Written request:
Repeat word for word the section of the Corajisima article below that begins at "In the town" and stops after "WHAT IS QUARESIMA?".

** START OF Article **

If you happen to be celebrating Easter in Calabria and you arrive a little early, you may just come across what looks like a ragdoll hanging from a balcony or the side of a house. Not to panic, this is not some form of malocchio or evil eye, but Corajisima, a traditional practice during Lent in Italy, specifically, Calabria and other areas of the south.
WHAT IS CORAJISIMA?
Corajisima is more a who than a what. She is the wife or perhaps more accurately said, the widow, of Carnevale. She can also be called the sorella or sister of Carnevale. After the great feast of Martedì Grasso or Fat Tuesday, Carnevale, the embodiment of the revelries, dies. Poor Corajisima remains alone. Usually depicted as an ugly, skinny old woman with a decidedly unsettling appearance, she represents abstinence in the Lenten period.
In some towns Corajisima starts out immediately after midnight of Martedì Grasso, roaming the streets and setting out pots full of boiling water to burn the throats of whoever dares to eat meat during Lent. Just the mere thought of such a horror has been known to scare children away from sweets for a good long time.
In the town of Palmi, for example, the children chant these verses:
Coraisima cu’ lu fusu
Quandu cadi si rumpi lu nasu
Si lu menti ‘nta pertusu
Coraisima cu’ lu fusu.
Quaresima col fuso
Quando cade si rompe il naso
lo nasconde in un buco
Quaresima col fuso.
Corajisima with the spindle
When she falls she breaks her nose
She hides it in a hole
Corajisima with the spindle.
WHAT IS QUARESIMA?
Quaresima is the word used for Lent in Italy, or the forty days between Carnevale or Mardi Gras and Easter. It’s the period of abstinence that seems to never end, judging by the Italian expression, “essere lungo come la quaresima” (literally, to be long like Lent).
Quaresima comes from the Latin quadragesima and in addition to Corajisima has also been transformed to Curemme, Quarjisime, Quarajìsima or Quaremme in various Calabrian dialects. Needless to say, it isn’t a compliment when the word pops up in the description of someone, such as in these proverbi calabresi (Calabrian proverbs) in calabrese (Calabrian), italiano (Italian) and English:
Si chiù longu de corajisima.
Sei estremamente lento nel fare le cose.
You do things very, very slowly.
Pari na corajisima.
Sembri una Corajisima.
You look like a Corajisima. (In other words, old and wizened)
LENT IN ITALY – STILE CALABRESE (Calabrian Style)

** END OF Article **
** START OF Provided material **

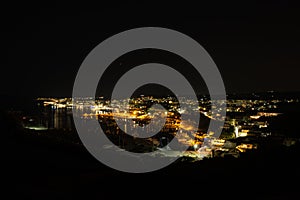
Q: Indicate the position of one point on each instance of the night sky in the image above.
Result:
(255, 46)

** END OF Provided material **

Final answer:
In the town of Palmi, for example, the children chant these verses:
Coraisima cu’ lu fusu
Quandu cadi si rumpi lu nasu
Si lu menti ‘nta pertusu
Coraisima cu’ lu fusu.
Quaresima col fuso
Quando cade si rompe il naso
lo nasconde in un buco
Quaresima col fuso.
Corajisima with the spindle
When she falls she breaks her nose
She hides it in a hole
Corajisima with the spindle.
WHAT IS QUARESIMA?